### Problem to solve
With the pictures left out, output the records below exactly.

* * *

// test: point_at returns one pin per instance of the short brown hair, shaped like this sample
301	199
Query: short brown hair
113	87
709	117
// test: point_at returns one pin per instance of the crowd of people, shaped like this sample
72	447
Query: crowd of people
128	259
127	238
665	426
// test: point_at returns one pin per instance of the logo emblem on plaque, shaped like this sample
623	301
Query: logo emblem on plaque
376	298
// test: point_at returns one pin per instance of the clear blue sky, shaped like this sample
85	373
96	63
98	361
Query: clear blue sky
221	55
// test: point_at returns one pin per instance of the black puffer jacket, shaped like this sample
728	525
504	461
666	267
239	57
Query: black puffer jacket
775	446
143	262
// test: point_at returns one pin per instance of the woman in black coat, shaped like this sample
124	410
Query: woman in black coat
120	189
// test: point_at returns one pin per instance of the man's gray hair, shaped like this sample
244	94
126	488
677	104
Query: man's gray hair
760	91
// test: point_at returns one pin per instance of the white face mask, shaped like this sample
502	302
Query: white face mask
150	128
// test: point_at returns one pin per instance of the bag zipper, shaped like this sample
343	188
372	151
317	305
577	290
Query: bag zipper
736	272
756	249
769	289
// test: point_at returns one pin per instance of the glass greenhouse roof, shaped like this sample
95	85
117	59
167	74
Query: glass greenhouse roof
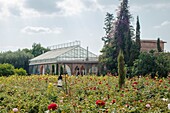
73	53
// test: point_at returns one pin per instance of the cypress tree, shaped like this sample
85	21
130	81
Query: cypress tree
121	69
108	57
138	34
123	30
158	45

* * *

### Task output
// test: point_at returns one pin per instance of the short brown hair, shaped like this sample
301	199
Query: short brown hair
113	87
709	117
// test: point_at returns one pin per instance of the crowd of people, shaped like this sample
72	447
Query: crowd of people
128	259
127	238
665	426
// test: point_at returns one pin per instance of the logo emblem on plaque, shaped like this sample
623	301
Query: logo emblem on plaque
376	298
// test: point_at returns one pin per instance of the clear blue sky, shaped like this sample
85	373
96	63
98	361
Query: clear blue sky
221	55
// test: point_at returns one pin per instance of the black puffer jacket, shaped like this sample
728	525
504	461
666	267
239	57
Query: black puffer jacket
775	446
143	262
// test: point_at returns one pin per instance of the woman in black coat, shaped like this sample
124	410
Query: woman in black coat
120	189
// test: point_at returns one pin per instance of the man's gray hair, shaped like this sample
244	94
126	488
677	104
Query: man's gray hair
760	91
// test: point_at returns one pin per instance of the white face mask, shaped like this sample
502	302
Query: white face mask
150	128
// test: point_at returns one pin per instance of the bag zipper, shaped like this sample
343	188
372	151
317	305
577	290
Query: bag zipper
736	272
756	249
769	289
// test: point_at returns one pin per instance of the glass greenhouse roof, shaped like this sample
95	85
117	59
167	74
Query: glass greenhouse roof
73	53
// test: point_at returns one pin per instance of the cypress tree, shaped like this sample
85	21
130	81
Query: cypress tree
121	69
108	57
138	34
123	30
158	45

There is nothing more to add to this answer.